● **練習題目 1**
根據下方文本段落回答:
(a) 訓練生成器時,合成數據的標籤要賦值爲什麼概率?
(b) 用真實圖像訓練判別器時,real_labels 在什麼範圍內取均勻分佈的隨機值?
(c) 判別器的總損失 d_loss 由哪兩項相加而成?

爲了訓練生成器,也需要把生成器的梯度歸零,然後重新判別在合成數據上的表現。但是此時,需要把合成數據的標籤賦值爲概率1,意味着生成器可以生成讓判別認爲是真的結果。爲此,需要給表愛你fake_labels賦值爲1,最後是用鑑別器的優化算法更新參數。
for (int64_t epoch = 1; epoch <= kNumberOfEpochs; ++epoch) {
int64_t batch_index = 0;
for (torch::data::Example<>& batch : *data_loader) {
// Train discriminator with real images.
discriminator->zero_grad();
torch::Tensor real_images = batch.data;
torch::Tensor real_labels = torch::empty(batch.data.size(0)).uniform_(0.8, 1.0);
torch::Tensor real_output = discriminator->forward(real_images);
torch::Tensor d_loss_real = torch::binary_cross_entropy(real_output, real_labels);
d_loss_real.backward();
// Train discriminator with fake images.
torch::Tensor noise = torch::randn({ batch.data.size(0), kNoiseSize, 1, 1 });
torch::Tensor fake_images = generator->forward(noise);
torch::Tensor fake_labels = torch::zeros(batch.data.size(0));
torch::Tensor fake_output = discriminator->forward(fake_images.detach());
torch::Tensor d_loss_fake = torch::binary_cross_entropy(fake_output, fake_labels);
d_loss_fake.backward();
torch::Tensor d_loss = d_loss_real + d_loss_fake;
discriminator_optimizer.step();
// Train generator.

● **練習題目 2**
請改寫清單中從包含“Target: <item>great blue heron</item>”的那一行起、到清單末尾止的部分(首尾兩端都包括在內),把其中的“instance”換成“object”,其餘一律不變。

● **所給清單**
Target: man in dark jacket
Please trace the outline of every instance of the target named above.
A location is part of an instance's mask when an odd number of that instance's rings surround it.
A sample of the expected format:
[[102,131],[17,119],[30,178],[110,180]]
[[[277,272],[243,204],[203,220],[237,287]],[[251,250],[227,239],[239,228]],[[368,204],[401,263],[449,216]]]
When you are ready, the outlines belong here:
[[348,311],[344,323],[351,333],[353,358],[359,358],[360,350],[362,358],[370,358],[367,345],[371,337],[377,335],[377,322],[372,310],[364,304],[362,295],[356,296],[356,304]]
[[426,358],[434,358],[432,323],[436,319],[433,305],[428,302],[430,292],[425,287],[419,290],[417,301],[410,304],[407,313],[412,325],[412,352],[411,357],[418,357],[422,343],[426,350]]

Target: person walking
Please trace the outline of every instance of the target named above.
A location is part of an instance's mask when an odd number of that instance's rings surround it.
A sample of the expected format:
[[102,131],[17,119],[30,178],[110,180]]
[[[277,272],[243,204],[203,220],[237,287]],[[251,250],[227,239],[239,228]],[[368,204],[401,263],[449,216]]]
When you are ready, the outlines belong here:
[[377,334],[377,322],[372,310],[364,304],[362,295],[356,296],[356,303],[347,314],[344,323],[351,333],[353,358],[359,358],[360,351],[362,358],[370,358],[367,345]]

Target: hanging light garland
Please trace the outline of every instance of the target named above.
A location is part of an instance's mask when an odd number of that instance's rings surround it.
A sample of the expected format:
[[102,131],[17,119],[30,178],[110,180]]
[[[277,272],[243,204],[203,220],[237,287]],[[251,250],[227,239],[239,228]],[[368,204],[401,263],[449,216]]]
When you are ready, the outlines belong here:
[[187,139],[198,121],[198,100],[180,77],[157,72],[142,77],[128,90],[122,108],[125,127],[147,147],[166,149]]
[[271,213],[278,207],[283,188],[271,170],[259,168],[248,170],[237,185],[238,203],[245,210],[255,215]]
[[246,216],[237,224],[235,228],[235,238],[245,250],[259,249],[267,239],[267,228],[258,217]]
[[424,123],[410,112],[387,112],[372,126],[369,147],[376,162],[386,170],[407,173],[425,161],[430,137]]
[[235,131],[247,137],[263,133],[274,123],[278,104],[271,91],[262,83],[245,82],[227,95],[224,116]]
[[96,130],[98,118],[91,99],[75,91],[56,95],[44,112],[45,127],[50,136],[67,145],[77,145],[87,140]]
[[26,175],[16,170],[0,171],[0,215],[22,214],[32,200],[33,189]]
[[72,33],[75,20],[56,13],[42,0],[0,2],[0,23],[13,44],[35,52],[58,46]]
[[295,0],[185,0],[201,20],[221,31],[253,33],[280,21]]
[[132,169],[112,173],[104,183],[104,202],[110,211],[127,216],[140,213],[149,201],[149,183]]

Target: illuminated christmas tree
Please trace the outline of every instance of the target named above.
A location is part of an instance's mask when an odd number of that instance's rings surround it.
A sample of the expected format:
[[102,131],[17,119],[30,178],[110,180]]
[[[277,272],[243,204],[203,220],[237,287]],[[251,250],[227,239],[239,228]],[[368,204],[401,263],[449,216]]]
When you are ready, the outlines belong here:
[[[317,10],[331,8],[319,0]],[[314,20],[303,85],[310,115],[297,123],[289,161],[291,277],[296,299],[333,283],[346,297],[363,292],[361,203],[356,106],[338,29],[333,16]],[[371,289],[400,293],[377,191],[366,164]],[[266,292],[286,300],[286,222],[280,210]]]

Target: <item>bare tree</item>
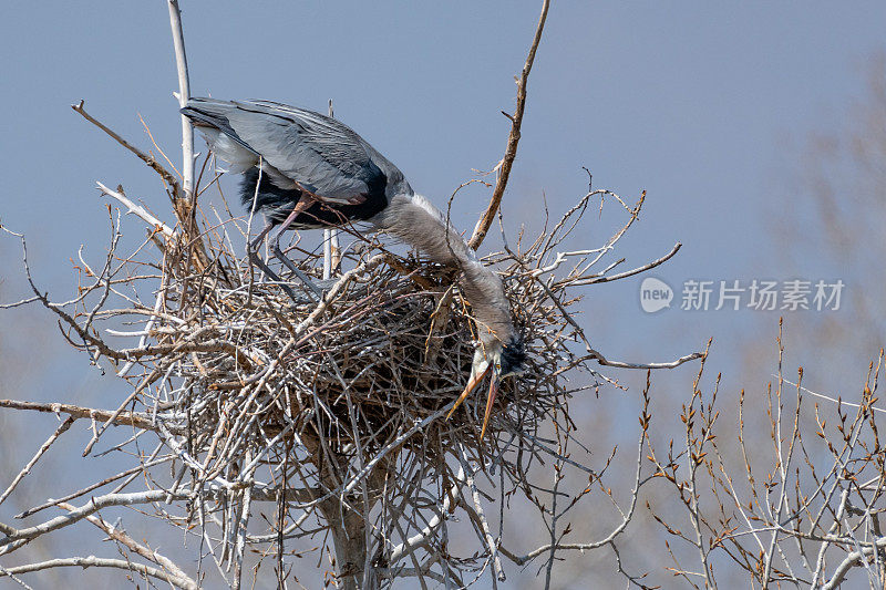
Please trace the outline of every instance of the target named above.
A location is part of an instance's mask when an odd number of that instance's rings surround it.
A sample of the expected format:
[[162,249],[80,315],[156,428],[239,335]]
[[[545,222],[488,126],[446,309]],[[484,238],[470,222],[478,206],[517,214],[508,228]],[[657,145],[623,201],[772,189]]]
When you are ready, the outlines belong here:
[[[548,3],[518,79],[505,156],[471,240],[474,248],[492,227],[505,192]],[[183,103],[188,82],[182,20],[177,2],[168,6]],[[260,282],[250,262],[236,253],[234,244],[248,234],[251,219],[213,207],[197,214],[195,199],[219,173],[202,186],[209,161],[194,174],[189,126],[184,126],[184,176],[177,177],[87,113],[83,102],[73,108],[161,176],[176,221],[163,221],[122,187],[99,183],[102,194],[124,209],[110,209],[103,259],[91,263],[80,253],[78,292],[62,302],[33,281],[27,242],[18,236],[33,296],[4,307],[42,304],[58,318],[68,341],[90,362],[114,371],[128,393],[115,410],[0,401],[0,407],[64,416],[11,478],[0,503],[80,420],[90,421],[92,431],[84,456],[94,454],[117,426],[128,435],[103,454],[117,452],[131,459],[120,473],[53,494],[54,499],[19,515],[35,524],[0,524],[0,556],[85,521],[113,540],[120,557],[3,566],[0,576],[25,583],[23,577],[34,571],[96,567],[197,588],[207,573],[206,559],[231,588],[245,583],[250,563],[254,576],[270,567],[278,584],[287,587],[298,581],[292,559],[302,555],[292,552],[293,544],[308,539],[313,551],[329,556],[336,571],[330,581],[342,588],[379,588],[403,579],[423,588],[467,587],[484,572],[495,587],[505,580],[508,561],[540,565],[550,584],[562,553],[615,547],[648,482],[640,468],[648,417],[641,417],[637,436],[636,476],[619,482],[630,498],[626,507],[614,508],[619,524],[600,539],[565,542],[573,508],[591,494],[611,495],[605,484],[607,462],[593,466],[570,458],[571,446],[580,442],[569,398],[611,382],[597,372],[598,365],[667,369],[699,358],[658,364],[607,360],[570,314],[578,300],[573,290],[635,276],[679,250],[677,244],[664,256],[620,272],[621,260],[605,262],[637,220],[645,194],[629,206],[608,190],[589,190],[537,237],[519,235],[512,248],[503,234],[504,250],[486,257],[505,278],[527,341],[529,372],[504,389],[483,439],[480,404],[444,420],[473,351],[471,309],[453,286],[453,269],[395,256],[378,240],[344,228],[351,244],[341,249],[343,273],[322,301],[292,309],[279,284]],[[624,208],[624,227],[597,248],[562,249],[597,198]],[[144,240],[128,252],[121,246],[122,213],[147,226]],[[315,272],[317,256],[303,253],[302,263]],[[134,345],[120,348],[111,338],[134,339]],[[571,489],[567,474],[585,484]],[[518,539],[505,538],[504,507],[517,496],[535,509],[549,542],[524,549]],[[107,516],[122,507],[146,511],[179,530],[194,547],[196,569],[136,540],[142,537]],[[49,510],[61,515],[42,517]],[[474,541],[450,544],[451,535],[463,532]]]

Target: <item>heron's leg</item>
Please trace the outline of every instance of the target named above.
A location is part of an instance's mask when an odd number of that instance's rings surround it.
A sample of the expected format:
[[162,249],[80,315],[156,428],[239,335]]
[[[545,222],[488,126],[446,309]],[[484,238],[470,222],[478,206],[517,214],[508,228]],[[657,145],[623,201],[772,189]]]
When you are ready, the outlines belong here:
[[264,239],[265,239],[265,236],[267,236],[267,235],[268,235],[268,232],[269,232],[271,229],[274,229],[274,224],[271,224],[271,222],[268,222],[268,224],[265,226],[265,229],[262,229],[262,230],[261,230],[261,231],[258,234],[258,236],[256,236],[256,237],[253,239],[253,241],[250,241],[250,242],[249,242],[249,244],[246,246],[246,253],[249,256],[249,260],[251,260],[251,261],[253,261],[253,263],[254,263],[255,266],[257,266],[257,267],[258,267],[258,268],[261,270],[261,272],[264,272],[264,273],[265,273],[265,275],[266,275],[266,276],[267,276],[267,277],[268,277],[270,280],[272,280],[272,281],[275,281],[276,283],[278,283],[278,284],[279,284],[279,286],[282,288],[282,290],[284,290],[284,291],[286,291],[286,294],[288,294],[288,296],[290,297],[290,299],[292,299],[292,301],[296,301],[296,302],[298,302],[298,301],[299,301],[299,298],[298,298],[298,296],[296,294],[296,292],[295,292],[295,291],[292,291],[292,289],[291,289],[291,288],[290,288],[288,284],[286,284],[286,282],[284,282],[284,280],[282,280],[282,279],[280,279],[280,277],[278,277],[278,276],[277,276],[277,273],[276,273],[276,272],[274,272],[274,271],[270,269],[270,267],[268,267],[268,265],[266,265],[266,263],[265,263],[265,261],[261,259],[261,257],[260,257],[260,256],[258,256],[258,248],[259,248],[259,246],[261,245],[261,240],[264,240]]
[[290,214],[289,214],[289,217],[287,217],[287,218],[286,218],[286,220],[285,220],[282,224],[280,224],[280,227],[279,227],[279,228],[277,229],[277,231],[275,231],[275,232],[274,232],[274,235],[270,237],[270,248],[271,248],[271,251],[274,252],[274,256],[275,256],[275,257],[277,257],[277,259],[278,259],[280,262],[282,262],[282,263],[284,263],[284,266],[286,266],[286,268],[288,268],[289,270],[291,270],[291,271],[295,273],[295,276],[296,276],[296,277],[298,277],[298,278],[299,278],[299,280],[300,280],[300,281],[301,281],[301,282],[302,282],[302,283],[303,283],[306,287],[308,287],[308,288],[309,288],[311,291],[313,291],[313,294],[316,294],[318,299],[322,299],[322,298],[323,298],[323,291],[322,291],[322,289],[320,289],[319,287],[317,287],[317,286],[316,286],[316,284],[315,284],[315,283],[313,283],[313,282],[312,282],[312,281],[311,281],[311,280],[308,278],[308,276],[307,276],[307,275],[305,275],[305,273],[301,271],[301,269],[299,269],[299,268],[298,268],[298,267],[297,267],[297,266],[296,266],[296,265],[295,265],[295,263],[293,263],[291,260],[289,260],[289,259],[286,257],[286,255],[284,253],[284,251],[280,249],[280,237],[282,236],[282,232],[284,232],[284,231],[286,231],[286,229],[289,227],[289,225],[290,225],[292,221],[295,221],[295,220],[296,220],[296,217],[298,217],[298,215],[299,215],[301,211],[306,210],[308,207],[310,207],[311,205],[313,205],[315,200],[316,200],[316,199],[315,199],[313,197],[311,197],[310,195],[302,195],[302,196],[301,196],[301,198],[300,198],[300,199],[299,199],[299,201],[296,204],[296,206],[295,206],[295,207],[292,207],[292,213],[290,213]]

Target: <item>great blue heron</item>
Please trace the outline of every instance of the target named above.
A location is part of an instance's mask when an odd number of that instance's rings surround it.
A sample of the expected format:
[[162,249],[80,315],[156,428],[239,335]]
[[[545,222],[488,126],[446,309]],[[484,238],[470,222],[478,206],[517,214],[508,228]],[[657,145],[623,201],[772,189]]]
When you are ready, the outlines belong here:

● **正確答案 1**
(a) 概率1。
(b) 0.8 到 1.0 之間。
(c) d_loss_real 和 d_loss_fake。

● **正確答案 2**
Target: <item>great blue heron</item>
Please trace the outline of every object of the target named above.
A location is part of an object's mask when an odd number of that object's rings surround it.
A sample of the expected format:
[[162,249],[80,315],[156,428],[239,335]]
[[[545,222],[488,126],[446,309]],[[484,238],[470,222],[478,206],[517,214],[508,228]],[[657,145],[623,201],[772,189]]]
When you are ready, the outlines belong here:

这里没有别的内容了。